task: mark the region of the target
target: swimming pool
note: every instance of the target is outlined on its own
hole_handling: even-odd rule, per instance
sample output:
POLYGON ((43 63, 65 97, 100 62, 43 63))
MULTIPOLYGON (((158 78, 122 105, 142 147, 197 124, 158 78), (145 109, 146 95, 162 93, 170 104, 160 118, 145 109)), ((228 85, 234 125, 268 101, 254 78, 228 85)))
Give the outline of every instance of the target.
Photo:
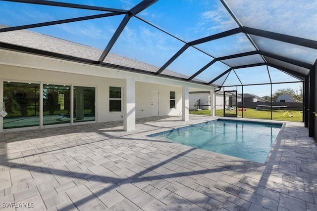
POLYGON ((264 163, 281 127, 279 123, 217 120, 149 136, 264 163))

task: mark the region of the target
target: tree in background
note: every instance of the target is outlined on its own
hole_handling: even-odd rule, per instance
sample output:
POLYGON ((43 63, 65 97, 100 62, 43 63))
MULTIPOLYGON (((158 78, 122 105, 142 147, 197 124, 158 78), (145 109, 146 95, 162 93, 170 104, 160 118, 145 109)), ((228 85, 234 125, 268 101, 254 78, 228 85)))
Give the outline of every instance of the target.
POLYGON ((274 102, 277 99, 279 96, 282 94, 288 94, 293 97, 295 102, 303 102, 303 95, 297 94, 295 90, 291 88, 279 88, 276 90, 272 96, 272 100, 274 102))

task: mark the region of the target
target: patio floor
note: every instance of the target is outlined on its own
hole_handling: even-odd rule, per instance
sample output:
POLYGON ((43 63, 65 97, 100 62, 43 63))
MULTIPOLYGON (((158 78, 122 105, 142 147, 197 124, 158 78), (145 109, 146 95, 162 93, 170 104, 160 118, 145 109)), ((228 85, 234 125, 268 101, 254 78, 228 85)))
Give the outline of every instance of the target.
POLYGON ((317 147, 303 123, 286 124, 264 164, 146 136, 214 119, 0 134, 0 210, 317 210, 317 147))

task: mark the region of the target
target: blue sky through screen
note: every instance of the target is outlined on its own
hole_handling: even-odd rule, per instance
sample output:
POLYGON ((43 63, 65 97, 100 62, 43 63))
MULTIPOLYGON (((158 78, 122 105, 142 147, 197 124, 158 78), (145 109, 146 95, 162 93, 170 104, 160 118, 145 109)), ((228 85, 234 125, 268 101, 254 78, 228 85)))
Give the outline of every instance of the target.
MULTIPOLYGON (((63 0, 59 1, 129 10, 141 0, 63 0)), ((285 0, 235 0, 226 2, 243 26, 314 40, 317 38, 316 27, 309 27, 312 25, 312 22, 317 25, 317 13, 316 12, 317 1, 315 0, 287 1, 287 3, 285 0)), ((0 24, 10 26, 104 13, 107 12, 0 1, 0 24)), ((192 41, 238 27, 221 2, 216 0, 160 0, 140 12, 137 16, 185 42, 192 41)), ((121 15, 29 30, 103 50, 123 17, 123 15, 121 15)), ((263 44, 264 46, 266 44, 264 42, 265 41, 265 39, 261 41, 264 42, 263 44)), ((259 42, 260 44, 262 43, 259 42)), ((136 18, 133 18, 110 52, 159 68, 184 44, 182 41, 167 35, 136 18)), ((197 47, 215 57, 255 49, 243 34, 216 40, 197 47)), ((301 48, 296 47, 292 47, 292 49, 296 53, 295 55, 300 55, 301 48)), ((274 49, 272 48, 274 52, 281 53, 274 49)), ((317 53, 315 50, 312 50, 311 52, 313 54, 317 53)), ((296 58, 303 60, 309 58, 308 61, 310 62, 312 61, 312 58, 316 58, 310 53, 308 56, 296 58)), ((212 60, 212 57, 197 50, 189 48, 168 69, 190 76, 212 60)), ((234 60, 231 61, 236 62, 234 60)), ((224 60, 223 62, 225 63, 226 61, 224 60)), ((228 67, 221 62, 217 62, 196 79, 209 82, 228 67)), ((256 72, 257 68, 250 68, 249 70, 245 71, 246 73, 252 72, 256 72)), ((251 84, 252 79, 257 76, 253 75, 250 77, 250 75, 244 74, 241 71, 236 72, 237 74, 239 72, 239 78, 243 83, 245 82, 246 84, 251 84)), ((286 78, 285 73, 279 73, 277 71, 274 71, 274 76, 277 79, 286 78)), ((258 76, 261 77, 260 75, 258 76)), ((266 81, 267 79, 265 79, 266 81)), ((294 78, 289 79, 291 81, 297 81, 294 78)), ((279 80, 284 81, 285 80, 276 79, 277 81, 280 81, 279 80)), ((233 83, 231 82, 228 84, 233 83)))

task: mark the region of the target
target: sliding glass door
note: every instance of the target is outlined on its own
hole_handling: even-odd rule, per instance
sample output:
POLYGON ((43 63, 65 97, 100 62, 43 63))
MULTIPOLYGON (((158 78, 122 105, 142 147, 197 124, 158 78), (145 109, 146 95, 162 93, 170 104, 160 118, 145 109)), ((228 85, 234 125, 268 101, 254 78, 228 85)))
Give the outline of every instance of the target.
POLYGON ((74 86, 74 122, 94 121, 95 117, 95 88, 74 86))
POLYGON ((45 84, 42 94, 40 83, 3 82, 3 102, 7 115, 3 119, 3 129, 42 127, 42 112, 43 126, 70 124, 71 105, 73 123, 95 121, 96 88, 73 87, 71 95, 70 85, 45 84))
POLYGON ((43 85, 43 125, 70 123, 70 86, 43 85))
POLYGON ((40 84, 3 82, 3 129, 40 126, 40 84))

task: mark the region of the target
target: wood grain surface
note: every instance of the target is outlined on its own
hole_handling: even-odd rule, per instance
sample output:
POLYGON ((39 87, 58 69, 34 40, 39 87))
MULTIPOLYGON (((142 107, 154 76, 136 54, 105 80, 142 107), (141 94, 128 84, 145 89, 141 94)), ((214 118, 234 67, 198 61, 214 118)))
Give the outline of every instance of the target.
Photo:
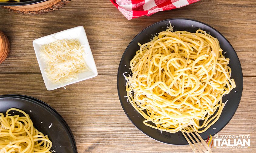
POLYGON ((117 74, 127 45, 136 35, 151 24, 179 17, 210 25, 233 46, 244 76, 243 94, 237 110, 219 134, 250 134, 251 138, 250 148, 213 148, 213 151, 256 152, 256 1, 201 0, 180 8, 130 21, 107 0, 73 0, 60 10, 40 15, 22 15, 0 8, 0 30, 5 32, 11 44, 8 57, 0 65, 0 94, 26 95, 53 107, 70 127, 79 153, 191 152, 189 145, 157 142, 133 125, 119 101, 117 74), (85 29, 99 75, 68 86, 66 90, 47 91, 32 41, 80 25, 85 29))

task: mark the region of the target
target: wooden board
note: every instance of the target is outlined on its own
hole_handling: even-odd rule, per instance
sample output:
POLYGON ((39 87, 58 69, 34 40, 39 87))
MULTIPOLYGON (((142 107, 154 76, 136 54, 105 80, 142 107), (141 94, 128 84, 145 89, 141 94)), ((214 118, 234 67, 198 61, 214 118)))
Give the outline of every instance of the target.
POLYGON ((0 9, 0 14, 5 15, 1 17, 0 29, 11 44, 9 56, 0 65, 0 94, 27 95, 52 106, 70 127, 79 153, 191 152, 189 146, 157 142, 133 125, 119 101, 116 75, 124 50, 142 30, 167 19, 192 19, 211 25, 227 38, 238 54, 244 76, 243 95, 237 110, 219 134, 250 134, 251 146, 244 149, 213 148, 213 152, 256 152, 255 2, 201 0, 180 8, 130 21, 108 0, 72 1, 57 11, 36 16, 0 9), (67 86, 65 90, 48 91, 32 41, 80 25, 85 29, 99 75, 67 86))
POLYGON ((3 8, 14 12, 23 14, 38 15, 54 11, 62 8, 70 0, 49 0, 34 4, 3 8))

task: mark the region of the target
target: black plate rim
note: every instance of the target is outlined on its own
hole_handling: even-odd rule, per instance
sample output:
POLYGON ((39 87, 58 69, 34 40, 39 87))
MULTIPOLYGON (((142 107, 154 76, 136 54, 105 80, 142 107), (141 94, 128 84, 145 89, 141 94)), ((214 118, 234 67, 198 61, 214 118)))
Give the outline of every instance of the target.
MULTIPOLYGON (((145 134, 146 135, 148 136, 148 137, 149 137, 149 138, 152 138, 152 139, 153 139, 153 140, 155 140, 157 141, 158 141, 158 142, 161 142, 161 143, 163 143, 165 144, 170 144, 170 145, 174 145, 182 146, 182 145, 187 145, 188 144, 170 144, 170 143, 166 143, 166 142, 162 142, 162 141, 160 141, 159 140, 156 140, 156 139, 154 138, 152 138, 152 137, 151 137, 149 135, 148 135, 148 134, 146 134, 143 131, 142 131, 139 128, 137 127, 137 126, 136 126, 136 125, 135 125, 131 121, 131 118, 130 118, 130 117, 128 116, 128 114, 127 114, 127 113, 126 112, 126 111, 125 110, 125 109, 124 108, 124 106, 123 105, 123 103, 121 102, 121 97, 120 97, 120 91, 119 91, 119 88, 118 87, 119 87, 119 84, 118 81, 118 80, 119 79, 119 75, 118 75, 118 74, 119 74, 119 73, 120 73, 120 71, 121 70, 121 63, 122 62, 123 60, 124 60, 124 59, 125 56, 125 53, 126 53, 126 52, 127 51, 129 47, 131 45, 131 44, 132 44, 132 42, 134 40, 134 39, 135 39, 136 38, 137 38, 137 37, 138 37, 138 36, 139 35, 140 35, 141 33, 142 33, 145 30, 146 30, 146 29, 149 28, 150 27, 151 27, 151 26, 152 26, 153 25, 156 25, 156 24, 158 24, 160 22, 165 22, 165 21, 170 21, 170 20, 179 20, 179 19, 184 20, 189 20, 189 21, 193 21, 195 22, 199 22, 199 23, 200 23, 202 24, 203 24, 203 25, 206 25, 207 26, 208 26, 209 27, 210 27, 210 28, 214 30, 215 30, 215 31, 216 31, 217 33, 218 33, 221 36, 222 36, 224 38, 224 39, 229 44, 230 46, 231 46, 231 47, 232 48, 232 49, 233 49, 233 50, 234 50, 235 51, 234 51, 235 55, 236 56, 236 57, 237 58, 237 59, 238 59, 238 61, 239 61, 239 63, 238 63, 238 64, 237 64, 237 66, 239 66, 239 68, 241 68, 241 69, 242 70, 242 66, 241 65, 241 63, 240 62, 240 60, 239 60, 239 58, 238 57, 238 56, 237 55, 237 53, 235 52, 235 50, 234 49, 234 47, 232 46, 232 45, 231 45, 231 44, 230 43, 230 42, 228 41, 228 40, 227 39, 227 38, 226 38, 225 36, 223 36, 223 35, 222 35, 221 33, 220 33, 220 32, 219 32, 219 31, 218 31, 218 30, 216 30, 215 28, 213 28, 213 27, 212 27, 211 26, 210 26, 210 25, 208 25, 207 24, 205 23, 204 23, 203 22, 201 22, 201 21, 198 21, 198 20, 194 20, 194 19, 188 19, 188 18, 171 18, 171 19, 165 19, 165 20, 162 20, 162 21, 159 21, 159 22, 156 22, 155 23, 154 23, 154 24, 153 24, 152 25, 149 25, 149 26, 148 26, 146 28, 145 28, 145 29, 144 29, 142 30, 137 35, 136 35, 134 37, 134 38, 133 38, 133 39, 132 39, 131 40, 131 42, 130 42, 130 43, 129 43, 129 45, 128 45, 127 47, 126 47, 126 48, 125 49, 125 52, 124 52, 124 53, 123 54, 123 55, 122 56, 122 57, 121 58, 121 60, 120 60, 120 63, 119 63, 119 66, 118 66, 118 73, 117 73, 118 75, 117 75, 117 87, 118 93, 118 97, 119 97, 119 101, 120 101, 120 103, 121 103, 121 105, 122 106, 122 107, 123 108, 123 110, 124 110, 124 111, 125 112, 125 114, 126 115, 127 117, 129 119, 130 121, 131 121, 131 122, 132 123, 132 124, 135 126, 135 127, 136 127, 141 132, 142 132, 142 133, 144 134, 145 134)), ((242 98, 242 93, 243 93, 243 88, 244 80, 243 80, 243 71, 241 71, 241 75, 242 79, 242 82, 241 82, 241 85, 242 85, 241 90, 241 90, 241 95, 240 96, 240 99, 239 100, 239 102, 238 102, 238 104, 237 105, 237 107, 236 108, 235 111, 234 112, 234 114, 232 115, 231 117, 230 118, 229 120, 227 122, 227 124, 225 124, 225 125, 224 125, 223 126, 223 127, 222 127, 222 128, 220 129, 219 131, 217 131, 217 132, 216 132, 216 133, 219 133, 219 132, 220 132, 220 131, 222 130, 222 129, 223 129, 223 128, 224 128, 225 127, 226 127, 226 126, 227 126, 227 124, 228 124, 228 123, 231 120, 231 119, 232 119, 232 118, 233 118, 233 117, 234 117, 234 115, 235 114, 237 110, 237 108, 238 108, 238 107, 239 106, 239 105, 240 104, 240 102, 241 101, 241 99, 242 98)), ((207 138, 205 138, 204 140, 206 140, 207 139, 207 138)))
POLYGON ((33 0, 21 2, 0 2, 0 6, 18 6, 34 4, 48 0, 33 0))
POLYGON ((64 125, 65 125, 68 131, 70 136, 72 139, 72 142, 74 147, 75 151, 76 153, 78 153, 77 148, 77 147, 76 141, 75 140, 75 138, 74 137, 74 136, 73 135, 73 134, 72 133, 72 131, 69 126, 67 124, 67 122, 66 122, 63 117, 61 116, 61 115, 56 110, 52 107, 50 106, 38 99, 26 95, 18 94, 4 94, 0 95, 0 98, 14 98, 18 99, 20 99, 21 98, 23 98, 23 99, 25 99, 26 100, 30 101, 36 104, 39 104, 41 105, 43 105, 48 109, 49 109, 52 110, 53 112, 56 113, 57 114, 57 116, 60 119, 60 121, 61 121, 63 122, 64 125))

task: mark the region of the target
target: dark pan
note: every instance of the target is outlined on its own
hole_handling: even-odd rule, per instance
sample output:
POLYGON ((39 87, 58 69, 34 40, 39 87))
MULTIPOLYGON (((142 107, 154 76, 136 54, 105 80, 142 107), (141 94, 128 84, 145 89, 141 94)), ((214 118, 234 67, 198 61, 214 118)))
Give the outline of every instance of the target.
MULTIPOLYGON (((11 108, 21 110, 29 115, 35 127, 49 136, 53 142, 52 150, 56 152, 77 153, 75 139, 69 127, 60 115, 49 105, 26 96, 0 96, 0 112, 5 114, 6 110, 11 108)), ((11 113, 12 115, 17 114, 11 113)))
POLYGON ((0 6, 14 6, 30 5, 31 4, 34 4, 42 2, 47 0, 32 0, 32 1, 29 1, 20 0, 20 2, 17 2, 11 0, 6 2, 0 2, 0 6))
POLYGON ((174 26, 174 31, 184 31, 195 32, 199 29, 210 32, 211 35, 217 38, 220 42, 224 54, 230 59, 229 66, 232 70, 231 78, 234 79, 236 87, 223 98, 223 102, 228 100, 218 120, 205 132, 200 134, 205 140, 210 134, 213 135, 222 129, 229 122, 236 111, 239 105, 243 90, 243 74, 242 68, 237 56, 232 46, 226 38, 212 27, 205 23, 193 20, 185 19, 173 19, 160 21, 146 28, 140 32, 131 41, 125 49, 120 62, 117 76, 117 87, 119 98, 124 110, 131 121, 142 132, 156 140, 169 144, 176 145, 188 144, 181 132, 172 134, 152 128, 144 125, 144 118, 135 110, 131 104, 127 102, 125 90, 126 80, 123 75, 125 72, 129 73, 130 61, 135 55, 135 52, 139 49, 138 42, 143 44, 150 41, 153 36, 166 30, 169 25, 169 21, 174 26), (235 91, 236 92, 235 92, 235 91), (213 129, 213 127, 214 129, 213 129))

# # # #

== Exercise ==
Reproduce the data character for character, starting at its first line and ending at the line that contains "POLYGON ((274 102, 277", with both of those lines included. Leave the pictures out.

== Expected answer ==
task: mark the region of the target
target: swimming pool
note: every instance of the target is outlined on its own
hole_handling: even-odd rule, per instance
sample output:
POLYGON ((43 63, 65 97, 100 62, 43 63))
MULTIPOLYGON (((158 78, 122 105, 142 147, 197 124, 158 78), (145 109, 146 95, 162 93, 170 104, 160 118, 145 109)), ((228 85, 234 125, 268 101, 254 78, 228 85)))
Give the outline of every instance of the target.
Photo:
POLYGON ((264 163, 281 127, 279 123, 217 120, 149 136, 264 163))

task: mark the region of the target
target: tree in background
note: every instance of the target is outlined on its own
hole_handling: even-odd rule, per instance
sample output:
POLYGON ((43 63, 65 97, 100 62, 43 63))
MULTIPOLYGON (((158 78, 122 105, 142 147, 197 124, 158 78), (145 109, 146 95, 162 93, 170 104, 160 118, 145 109)), ((228 85, 234 125, 268 101, 254 78, 228 85)))
Give the outline of every instance of the target.
POLYGON ((274 102, 277 99, 279 96, 282 94, 288 94, 293 97, 295 102, 303 102, 303 95, 297 94, 295 90, 291 88, 279 88, 276 90, 272 96, 272 100, 274 102))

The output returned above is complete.